Exercise aim: Starting at the line that contains "Target: man in dark jacket", print each line exactly through the end of the listing. Skip any pictures and add nothing.
★ ★ ★ ★
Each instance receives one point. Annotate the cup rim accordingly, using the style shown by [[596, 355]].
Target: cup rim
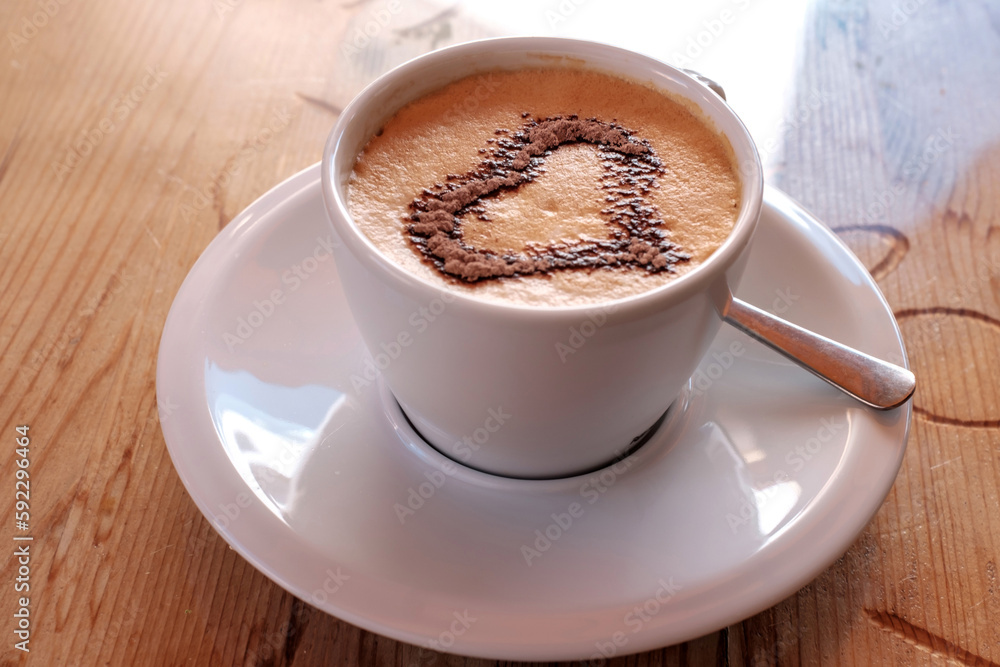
[[697, 280]]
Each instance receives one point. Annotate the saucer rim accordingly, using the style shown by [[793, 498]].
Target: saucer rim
[[308, 179]]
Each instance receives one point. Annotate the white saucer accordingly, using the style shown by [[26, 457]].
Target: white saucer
[[745, 494]]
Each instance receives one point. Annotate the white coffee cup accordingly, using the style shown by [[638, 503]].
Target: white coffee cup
[[487, 383]]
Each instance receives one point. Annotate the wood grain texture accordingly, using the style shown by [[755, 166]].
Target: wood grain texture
[[131, 132]]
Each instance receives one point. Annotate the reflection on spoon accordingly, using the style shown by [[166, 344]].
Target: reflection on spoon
[[872, 381]]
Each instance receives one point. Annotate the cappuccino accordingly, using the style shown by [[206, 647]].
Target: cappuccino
[[546, 187]]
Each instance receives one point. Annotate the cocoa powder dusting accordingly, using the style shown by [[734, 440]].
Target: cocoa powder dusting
[[637, 233]]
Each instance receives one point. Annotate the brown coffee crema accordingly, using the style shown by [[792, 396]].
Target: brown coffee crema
[[637, 234], [546, 187]]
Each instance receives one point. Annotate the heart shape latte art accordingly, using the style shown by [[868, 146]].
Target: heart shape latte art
[[637, 234]]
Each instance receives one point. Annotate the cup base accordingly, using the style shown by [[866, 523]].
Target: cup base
[[632, 447]]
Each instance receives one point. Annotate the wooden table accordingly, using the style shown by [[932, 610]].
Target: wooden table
[[132, 132]]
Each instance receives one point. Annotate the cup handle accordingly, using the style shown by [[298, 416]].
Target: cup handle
[[705, 81]]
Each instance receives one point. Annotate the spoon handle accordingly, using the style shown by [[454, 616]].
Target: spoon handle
[[872, 381]]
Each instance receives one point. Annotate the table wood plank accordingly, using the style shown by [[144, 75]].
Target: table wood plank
[[131, 132]]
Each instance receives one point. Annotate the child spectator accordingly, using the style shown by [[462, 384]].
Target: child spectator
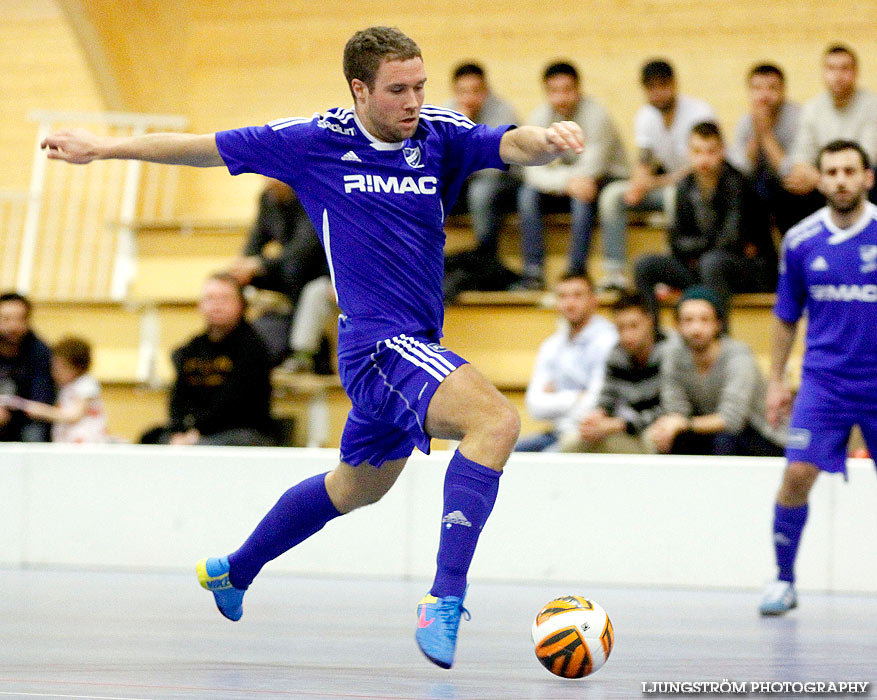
[[78, 414]]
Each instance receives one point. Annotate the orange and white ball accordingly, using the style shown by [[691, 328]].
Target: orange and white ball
[[573, 636]]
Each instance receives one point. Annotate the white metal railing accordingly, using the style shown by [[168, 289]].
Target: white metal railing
[[77, 239]]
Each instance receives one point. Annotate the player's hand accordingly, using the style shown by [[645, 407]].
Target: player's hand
[[583, 189], [245, 269], [777, 402], [595, 426], [77, 146], [190, 437], [636, 190], [565, 136], [802, 179]]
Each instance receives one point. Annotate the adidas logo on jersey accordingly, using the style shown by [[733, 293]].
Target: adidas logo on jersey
[[390, 185], [844, 292], [456, 518]]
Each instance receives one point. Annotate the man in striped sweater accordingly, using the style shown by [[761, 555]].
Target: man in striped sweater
[[630, 400]]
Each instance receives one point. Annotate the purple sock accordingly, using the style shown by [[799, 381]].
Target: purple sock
[[300, 512], [470, 492], [788, 523]]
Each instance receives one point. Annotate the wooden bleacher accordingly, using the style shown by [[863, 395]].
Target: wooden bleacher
[[499, 332]]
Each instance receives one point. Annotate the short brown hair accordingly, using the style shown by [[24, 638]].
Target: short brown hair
[[367, 48], [75, 351]]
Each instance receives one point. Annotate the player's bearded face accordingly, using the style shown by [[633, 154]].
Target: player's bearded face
[[13, 322], [391, 111], [843, 180], [698, 323]]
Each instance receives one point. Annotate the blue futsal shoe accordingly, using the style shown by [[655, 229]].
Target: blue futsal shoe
[[779, 597], [213, 575], [437, 623]]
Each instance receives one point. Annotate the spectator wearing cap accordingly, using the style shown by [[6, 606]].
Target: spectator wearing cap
[[720, 234], [661, 129], [572, 182], [712, 392]]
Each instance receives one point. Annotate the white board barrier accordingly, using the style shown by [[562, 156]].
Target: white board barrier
[[589, 519]]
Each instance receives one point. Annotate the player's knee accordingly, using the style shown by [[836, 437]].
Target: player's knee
[[797, 482], [503, 427]]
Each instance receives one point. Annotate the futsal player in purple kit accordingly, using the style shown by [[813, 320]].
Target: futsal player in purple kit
[[828, 270], [377, 181]]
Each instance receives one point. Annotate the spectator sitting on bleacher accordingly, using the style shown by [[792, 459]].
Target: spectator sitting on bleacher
[[712, 391], [631, 397], [844, 111], [78, 414], [763, 144], [661, 130], [308, 346], [25, 371], [282, 254], [720, 235], [222, 392], [572, 182], [570, 365]]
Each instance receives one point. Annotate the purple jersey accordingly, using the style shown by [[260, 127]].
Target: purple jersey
[[379, 207], [832, 274]]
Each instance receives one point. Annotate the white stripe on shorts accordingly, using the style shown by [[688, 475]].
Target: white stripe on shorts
[[422, 351], [429, 368], [429, 351]]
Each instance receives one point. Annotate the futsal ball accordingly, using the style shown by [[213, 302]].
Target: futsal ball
[[573, 636]]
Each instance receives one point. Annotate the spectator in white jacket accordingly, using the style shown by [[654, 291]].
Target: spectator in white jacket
[[571, 365]]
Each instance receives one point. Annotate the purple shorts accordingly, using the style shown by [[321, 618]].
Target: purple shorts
[[820, 426], [390, 387]]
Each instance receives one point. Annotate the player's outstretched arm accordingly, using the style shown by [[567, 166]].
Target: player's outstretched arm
[[778, 401], [533, 145], [81, 146]]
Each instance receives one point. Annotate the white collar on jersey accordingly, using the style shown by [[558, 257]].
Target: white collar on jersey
[[839, 235], [376, 143]]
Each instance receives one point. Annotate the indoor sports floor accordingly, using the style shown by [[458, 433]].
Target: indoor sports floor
[[126, 636]]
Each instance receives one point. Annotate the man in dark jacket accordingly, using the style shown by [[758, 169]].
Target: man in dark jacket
[[720, 236], [25, 371], [282, 254], [222, 393]]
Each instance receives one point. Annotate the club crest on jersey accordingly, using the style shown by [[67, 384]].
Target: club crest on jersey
[[869, 258], [413, 157]]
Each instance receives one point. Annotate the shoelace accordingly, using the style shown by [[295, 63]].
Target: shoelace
[[448, 610]]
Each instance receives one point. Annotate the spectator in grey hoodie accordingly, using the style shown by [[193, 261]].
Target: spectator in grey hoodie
[[712, 392]]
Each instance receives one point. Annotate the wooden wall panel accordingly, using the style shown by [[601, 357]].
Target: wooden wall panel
[[228, 63], [42, 67]]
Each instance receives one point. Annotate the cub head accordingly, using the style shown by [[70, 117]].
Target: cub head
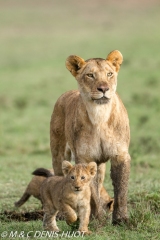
[[96, 77], [79, 176]]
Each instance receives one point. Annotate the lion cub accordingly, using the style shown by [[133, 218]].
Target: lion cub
★ ★ ★ ★
Solution:
Target: man in dark jacket
[[720, 236], [25, 371], [282, 254], [222, 393]]
Each instance receives one point. Annotate the club crest on jersey accordingly, using the style shown by [[67, 384]].
Target: club crest on jersey
[[869, 258], [413, 157]]
Each instance receives one point. Annotate the shoelace accordingly, using the style shown by [[295, 63]].
Target: shoelace
[[448, 610]]
Each instance receives one point. Annotate the spectator in grey hoodie accordingly, using the style shown by [[193, 261]].
Target: spectator in grey hoodie
[[712, 392]]
Each instance receives one point. Annotate the wooden wall panel accordingly, using the style shown by [[601, 357]].
Target: wooden wall panel
[[228, 63], [42, 67]]
Each instance receives one point. Annotate the cub head accordingly, using the style shown by [[70, 117]].
Target: cub head
[[96, 77], [79, 176]]
Each instance receives one point. Annotate the lion cub accordingly, using the style shown by [[133, 218]].
Target: lion cub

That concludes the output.